** START TEXT SEGMENT **
Sunday 24 July 2011

Board / Card Games: What's Hot Now: Struggle for Catan - Game Review

Board / Card Games: What's Hot Now
These articles that had the largest increase in popularity over the last week
Struggle for Catan - Game Review
Jul 24th 2011, 10:02

A card-only game with the familiar Settlers of Catan theme, Struggle for Catan maintains the same resources and costs, while boiling down the rest of the game to the barest essentials.

Vital Stats

Players: 2 to 4
Time: 45 minutes
Designer: Klaus Teuber
Publisher: Mayfair Games

Components: Over 100 cards: 67 colorful resource cards (ore, sheep, wood, brick, wheat), 9 roads, 5 knights, 14 settlements, 9 city expansions, 4 building cost reference cards, and a destiny card.

Gameplay Summary

The resource deck is shuffled, five resource cards are layed out face up to form the market, and each player receives two resources, a settlement, and an A-road. On your turn, you first may "trade" one resource card per face-up road you have, by either swapping it with a card in the market, swapping it for a random card from another player's hand, or discarding it to draw the top card of the deck.

After your trade phase is done, you may build anything you can afford, and finally draw two cards to end your turn. Settlements are worth a victory point. Upgrading a settlement to a city is worth an additional point, and may trigger a brigand attack.

Expanding a city to the maximum level is worth an additional point, and gives you a bonus ability. Building a knight lets you draw an extra card at the end of your turn.

Additional roads or knights you build beyond the first alternate between being A-side (additional infrastructure) and B-side (no abilities, but worth one victory point). If you try to build a road or knight and none remain, you steal one from the player in the direction specified by the destiny card.

The first player to 10 victory points wins.

NOTE: This is only a brief summary, with many details omitted.

The Good And Bad

Good Stuff

Stays very true to the Settlers of Catan universe. Struggle for Catan maintains the familiar resources and costs from Settlers of Catan. Settlements still cost a brick, sheep, wood, and wheat, while upgrading to a city still costs two wheat and three ore.
** END TEXT SEGMENT **
** START SOURCE MATERIAL **
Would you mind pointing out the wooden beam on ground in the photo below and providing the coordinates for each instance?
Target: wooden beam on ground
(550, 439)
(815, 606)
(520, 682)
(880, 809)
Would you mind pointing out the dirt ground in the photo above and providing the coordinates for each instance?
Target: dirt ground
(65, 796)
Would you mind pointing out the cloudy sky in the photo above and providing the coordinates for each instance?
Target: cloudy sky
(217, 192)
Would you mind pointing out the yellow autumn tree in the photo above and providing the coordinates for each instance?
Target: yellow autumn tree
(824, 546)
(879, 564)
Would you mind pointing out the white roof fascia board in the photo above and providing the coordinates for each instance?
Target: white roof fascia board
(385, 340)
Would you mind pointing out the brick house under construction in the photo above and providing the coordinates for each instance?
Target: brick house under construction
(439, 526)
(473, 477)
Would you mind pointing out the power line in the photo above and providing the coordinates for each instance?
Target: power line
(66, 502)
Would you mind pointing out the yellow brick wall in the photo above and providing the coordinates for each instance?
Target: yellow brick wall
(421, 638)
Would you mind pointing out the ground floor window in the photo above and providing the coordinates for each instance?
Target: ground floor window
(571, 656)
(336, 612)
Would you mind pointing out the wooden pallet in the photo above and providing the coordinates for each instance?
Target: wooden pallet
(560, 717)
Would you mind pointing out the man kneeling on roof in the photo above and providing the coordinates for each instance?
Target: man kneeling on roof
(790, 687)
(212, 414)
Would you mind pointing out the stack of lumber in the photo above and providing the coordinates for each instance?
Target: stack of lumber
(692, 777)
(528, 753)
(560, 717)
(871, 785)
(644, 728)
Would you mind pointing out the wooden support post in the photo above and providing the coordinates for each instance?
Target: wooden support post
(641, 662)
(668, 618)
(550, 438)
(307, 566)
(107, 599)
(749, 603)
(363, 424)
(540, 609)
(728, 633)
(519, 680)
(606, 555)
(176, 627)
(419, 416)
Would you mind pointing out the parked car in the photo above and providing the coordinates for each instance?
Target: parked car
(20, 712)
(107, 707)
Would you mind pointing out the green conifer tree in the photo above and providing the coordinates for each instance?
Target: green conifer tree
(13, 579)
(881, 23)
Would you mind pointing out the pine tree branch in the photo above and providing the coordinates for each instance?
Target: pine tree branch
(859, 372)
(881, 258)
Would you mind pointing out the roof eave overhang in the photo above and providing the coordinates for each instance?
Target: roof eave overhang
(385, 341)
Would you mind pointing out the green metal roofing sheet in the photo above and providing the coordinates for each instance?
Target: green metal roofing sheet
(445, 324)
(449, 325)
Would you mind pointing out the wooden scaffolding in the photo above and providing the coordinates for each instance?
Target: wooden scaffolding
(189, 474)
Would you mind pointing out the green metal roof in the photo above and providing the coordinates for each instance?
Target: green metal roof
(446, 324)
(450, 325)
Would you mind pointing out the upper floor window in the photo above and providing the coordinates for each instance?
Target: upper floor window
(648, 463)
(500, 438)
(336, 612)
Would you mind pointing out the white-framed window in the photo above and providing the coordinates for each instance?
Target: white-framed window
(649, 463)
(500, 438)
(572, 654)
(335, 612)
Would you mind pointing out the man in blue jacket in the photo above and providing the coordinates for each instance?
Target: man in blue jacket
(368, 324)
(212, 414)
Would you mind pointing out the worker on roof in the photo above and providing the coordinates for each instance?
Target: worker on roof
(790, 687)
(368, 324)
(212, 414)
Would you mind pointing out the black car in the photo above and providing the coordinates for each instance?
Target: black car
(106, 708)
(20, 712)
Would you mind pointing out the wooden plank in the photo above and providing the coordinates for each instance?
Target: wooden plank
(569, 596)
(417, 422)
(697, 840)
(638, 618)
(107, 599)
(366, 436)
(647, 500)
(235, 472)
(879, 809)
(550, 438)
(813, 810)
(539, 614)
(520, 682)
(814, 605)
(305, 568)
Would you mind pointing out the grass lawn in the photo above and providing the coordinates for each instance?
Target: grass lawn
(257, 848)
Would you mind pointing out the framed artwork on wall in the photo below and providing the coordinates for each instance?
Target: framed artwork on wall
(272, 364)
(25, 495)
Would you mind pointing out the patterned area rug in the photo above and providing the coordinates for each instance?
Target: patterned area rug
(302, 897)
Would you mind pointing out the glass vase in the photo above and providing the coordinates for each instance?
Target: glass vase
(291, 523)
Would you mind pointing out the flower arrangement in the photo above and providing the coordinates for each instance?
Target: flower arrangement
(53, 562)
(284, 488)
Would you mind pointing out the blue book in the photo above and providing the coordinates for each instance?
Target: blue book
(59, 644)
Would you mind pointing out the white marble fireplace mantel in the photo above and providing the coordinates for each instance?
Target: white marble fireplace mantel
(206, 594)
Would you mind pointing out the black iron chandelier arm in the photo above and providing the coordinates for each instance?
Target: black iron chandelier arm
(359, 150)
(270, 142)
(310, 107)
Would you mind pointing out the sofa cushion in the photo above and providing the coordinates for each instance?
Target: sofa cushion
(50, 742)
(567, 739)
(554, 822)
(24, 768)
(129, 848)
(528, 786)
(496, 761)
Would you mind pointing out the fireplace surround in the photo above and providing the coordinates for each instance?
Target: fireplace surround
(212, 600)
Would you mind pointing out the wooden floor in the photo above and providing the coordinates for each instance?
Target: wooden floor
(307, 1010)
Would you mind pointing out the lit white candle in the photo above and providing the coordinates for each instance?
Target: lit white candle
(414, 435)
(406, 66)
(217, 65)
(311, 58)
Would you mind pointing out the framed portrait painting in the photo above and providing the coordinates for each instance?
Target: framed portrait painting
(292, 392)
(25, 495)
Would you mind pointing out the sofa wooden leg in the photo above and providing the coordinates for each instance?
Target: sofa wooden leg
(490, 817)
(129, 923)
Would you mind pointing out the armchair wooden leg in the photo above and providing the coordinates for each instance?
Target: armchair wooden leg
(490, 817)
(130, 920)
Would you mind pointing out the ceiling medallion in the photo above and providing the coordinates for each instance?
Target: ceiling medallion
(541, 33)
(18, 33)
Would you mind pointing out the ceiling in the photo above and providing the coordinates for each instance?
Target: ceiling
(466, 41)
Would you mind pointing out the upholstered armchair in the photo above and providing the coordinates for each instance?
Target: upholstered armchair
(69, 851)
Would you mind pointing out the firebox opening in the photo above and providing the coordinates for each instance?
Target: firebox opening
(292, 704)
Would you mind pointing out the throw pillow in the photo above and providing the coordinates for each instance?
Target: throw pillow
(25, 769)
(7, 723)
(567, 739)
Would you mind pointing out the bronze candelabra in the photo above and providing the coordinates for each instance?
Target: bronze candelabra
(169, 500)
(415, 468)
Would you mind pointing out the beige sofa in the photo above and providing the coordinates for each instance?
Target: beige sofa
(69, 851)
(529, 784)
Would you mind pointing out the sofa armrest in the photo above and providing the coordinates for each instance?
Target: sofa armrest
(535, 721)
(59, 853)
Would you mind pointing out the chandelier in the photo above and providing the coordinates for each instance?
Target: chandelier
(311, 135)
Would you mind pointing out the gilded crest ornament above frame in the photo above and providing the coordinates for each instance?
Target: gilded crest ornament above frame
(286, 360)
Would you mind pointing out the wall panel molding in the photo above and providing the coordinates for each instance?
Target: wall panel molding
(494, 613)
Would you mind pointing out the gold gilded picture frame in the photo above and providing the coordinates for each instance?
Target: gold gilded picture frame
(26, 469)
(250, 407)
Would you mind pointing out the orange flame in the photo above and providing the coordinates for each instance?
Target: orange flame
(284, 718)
** END SOURCE MATERIAL **
THE TASKS:
- 1) Write out the full game review above, word for word.
- 2) Please gather each line in the listing that contains the word "grass".
The game review has no connection to the listing.

RESPONSES IN ORDER:
- 1)
Sunday 24 July 2011

Board / Card Games: What's Hot Now: Struggle for Catan - Game Review

Board / Card Games: What's Hot Now
These articles that had the largest increase in popularity over the last week
Struggle for Catan - Game Review
Jul 24th 2011, 10:02

A card-only game with the familiar Settlers of Catan theme, Struggle for Catan maintains the same resources and costs, while boiling down the rest of the game to the barest essentials.

Vital Stats

Players: 2 to 4
Time: 45 minutes
Designer: Klaus Teuber
Publisher: Mayfair Games

Components: Over 100 cards: 67 colorful resource cards (ore, sheep, wood, brick, wheat), 9 roads, 5 knights, 14 settlements, 9 city expansions, 4 building cost reference cards, and a destiny card.

Gameplay Summary

The resource deck is shuffled, five resource cards are layed out face up to form the market, and each player receives two resources, a settlement, and an A-road. On your turn, you first may "trade" one resource card per face-up road you have, by either swapping it with a card in the market, swapping it for a random card from another player's hand, or discarding it to draw the top card of the deck.

After your trade phase is done, you may build anything you can afford, and finally draw two cards to end your turn. Settlements are worth a victory point. Upgrading a settlement to a city is worth an additional point, and may trigger a brigand attack.

Expanding a city to the maximum level is worth an additional point, and gives you a bonus ability. Building a knight lets you draw an extra card at the end of your turn.

Additional roads or knights you build beyond the first alternate between being A-side (additional infrastructure) and B-side (no abilities, but worth one victory point). If you try to build a road or knight and none remain, you steal one from the player in the direction specified by the destiny card.

The first player to 10 victory points wins.

NOTE: This is only a brief summary, with many details omitted.

The Good And Bad

Good Stuff

Stays very true to the Settlers of Catan universe. Struggle for Catan maintains the familiar resources and costs from Settlers of Catan. Settlements still cost a brick, sheep, wood, and wheat, while upgrading to a city still costs two wheat and three ore.

- 2)
Would you mind pointing out the grass lawn in the photo above and providing the coordinates for each instance?
Target: grass lawn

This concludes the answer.